What you should do >>
Reproduce the full passage below on the risk dashboard redesign, word for word.

Its model uses on-site engineering analysis, operational data, and proprietary risk scoring systems to evaluate property exposure and identify vulnerabilities before losses occur.
The dashboard helped account managers and risk engineering teams monitor account-level risk, compare performance against industry benchmarks, prioritize mitigation efforts, support insurance-related decision-making, and communicate risk conditions to clients.
Problem
From fragmented data views → unified decision system
Project Goals
The goal was a full redesign of the dashboard. Specifically the workflows where chart data leads to a decision, and where bad UX has direct financial consequences.
Main Problem
The primary failure wasn't a lack of data. It was a lack of clarity.
The dashboard allowed inconsistent data states across charts, creating ambiguity in how users interpreted results. The same actions could produce different results in different contexts. This led to a breakdown of trust in the dashboard for users.
This turned a tool meant for decision-making into a source of hesitation and uncertainty.
Solution overview
Introduced a global filtering system and structured data hierarchy to align system behavior with user expectations.
Discovery
Why isn't the data visualization dashboard being used to make risk assessment decisions?

Stored records >>
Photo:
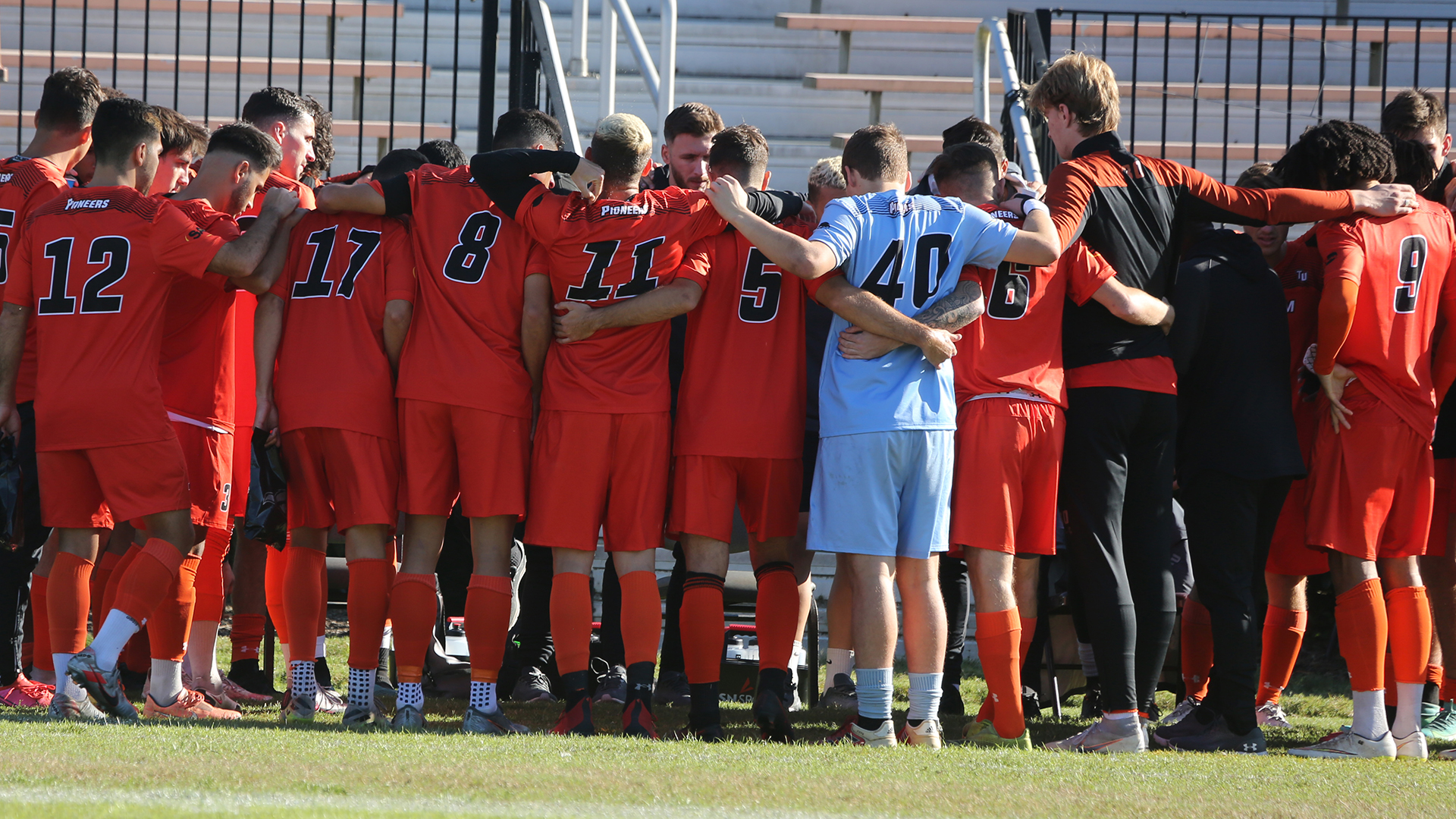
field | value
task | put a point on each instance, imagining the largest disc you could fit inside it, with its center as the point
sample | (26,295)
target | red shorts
(436,439)
(1289,554)
(599,471)
(209,472)
(340,477)
(766,490)
(1008,455)
(1370,487)
(86,488)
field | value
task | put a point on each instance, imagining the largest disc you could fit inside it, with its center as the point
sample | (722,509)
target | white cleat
(1348,745)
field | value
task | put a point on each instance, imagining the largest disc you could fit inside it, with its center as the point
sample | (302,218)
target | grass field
(256,768)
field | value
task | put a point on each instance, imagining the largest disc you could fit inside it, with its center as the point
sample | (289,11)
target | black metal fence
(1223,91)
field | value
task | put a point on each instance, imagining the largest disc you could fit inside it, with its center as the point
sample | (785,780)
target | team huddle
(915,375)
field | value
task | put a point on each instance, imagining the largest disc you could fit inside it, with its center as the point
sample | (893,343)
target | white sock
(925,695)
(201,656)
(840,661)
(300,678)
(875,689)
(1407,708)
(1369,714)
(362,687)
(482,695)
(166,681)
(112,639)
(410,694)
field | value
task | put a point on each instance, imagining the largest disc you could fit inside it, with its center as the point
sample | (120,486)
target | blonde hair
(1087,86)
(622,146)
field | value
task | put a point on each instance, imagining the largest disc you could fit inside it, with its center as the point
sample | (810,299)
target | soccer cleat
(576,720)
(104,687)
(532,687)
(1273,716)
(637,720)
(190,706)
(774,717)
(1411,746)
(1106,736)
(927,735)
(1348,745)
(884,736)
(672,689)
(840,694)
(25,694)
(64,707)
(490,723)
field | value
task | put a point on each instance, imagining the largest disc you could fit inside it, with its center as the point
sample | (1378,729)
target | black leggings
(1117,475)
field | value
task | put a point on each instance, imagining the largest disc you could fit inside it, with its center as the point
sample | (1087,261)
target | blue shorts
(883,493)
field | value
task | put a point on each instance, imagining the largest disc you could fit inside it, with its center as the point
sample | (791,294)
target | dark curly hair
(1337,156)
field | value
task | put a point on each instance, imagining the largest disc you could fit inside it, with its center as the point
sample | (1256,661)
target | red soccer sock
(1283,634)
(413,611)
(41,624)
(69,601)
(369,605)
(701,624)
(300,601)
(1408,613)
(1196,649)
(487,618)
(998,642)
(171,621)
(641,617)
(1362,623)
(777,614)
(571,620)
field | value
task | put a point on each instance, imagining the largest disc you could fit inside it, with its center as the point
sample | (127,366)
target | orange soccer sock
(1196,640)
(701,624)
(778,614)
(300,601)
(171,621)
(1362,623)
(487,618)
(413,611)
(67,602)
(1283,634)
(571,620)
(998,642)
(641,617)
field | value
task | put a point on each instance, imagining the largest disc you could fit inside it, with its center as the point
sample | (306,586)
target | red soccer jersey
(1017,344)
(472,262)
(24,186)
(332,371)
(95,267)
(199,333)
(743,385)
(604,253)
(1401,264)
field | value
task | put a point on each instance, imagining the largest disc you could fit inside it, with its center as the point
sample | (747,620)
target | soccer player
(883,480)
(63,136)
(1370,479)
(95,267)
(334,325)
(1117,469)
(603,442)
(484,306)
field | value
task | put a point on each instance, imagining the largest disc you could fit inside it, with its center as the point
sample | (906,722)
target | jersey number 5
(1413,264)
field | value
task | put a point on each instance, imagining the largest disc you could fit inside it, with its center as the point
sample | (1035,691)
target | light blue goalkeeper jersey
(909,251)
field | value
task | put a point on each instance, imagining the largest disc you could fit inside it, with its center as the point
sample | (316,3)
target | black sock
(702,710)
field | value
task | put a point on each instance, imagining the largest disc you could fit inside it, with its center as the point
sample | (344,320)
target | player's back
(332,371)
(1401,265)
(472,262)
(743,385)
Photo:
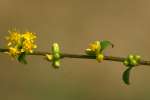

Solution to this exercise >>
Its model uses on-site engineering analysis, operational data, and proprietary risk scoring systems to evaluate property exposure and identify vulnerabilities before losses occur.
The dashboard helped account managers and risk engineering teams monitor account-level risk, compare performance against industry benchmarks, prioritize mitigation efforts, support insurance-related decision-making, and communicate risk conditions to clients.
Problem
From fragmented data views → unified decision system
Project Goals
The goal was a full redesign of the dashboard. Specifically the workflows where chart data leads to a decision, and where bad UX has direct financial consequences.
Main Problem
The primary failure wasn't a lack of data. It was a lack of clarity.
The dashboard allowed inconsistent data states across charts, creating ambiguity in how users interpreted results. The same actions could produce different results in different contexts. This led to a breakdown of trust in the dashboard for users.
This turned a tool meant for decision-making into a source of hesitation and uncertainty.
Solution overview
Introduced a global filtering system and structured data hierarchy to align system behavior with user expectations.
Discovery
Why isn't the data visualization dashboard being used to make risk assessment decisions?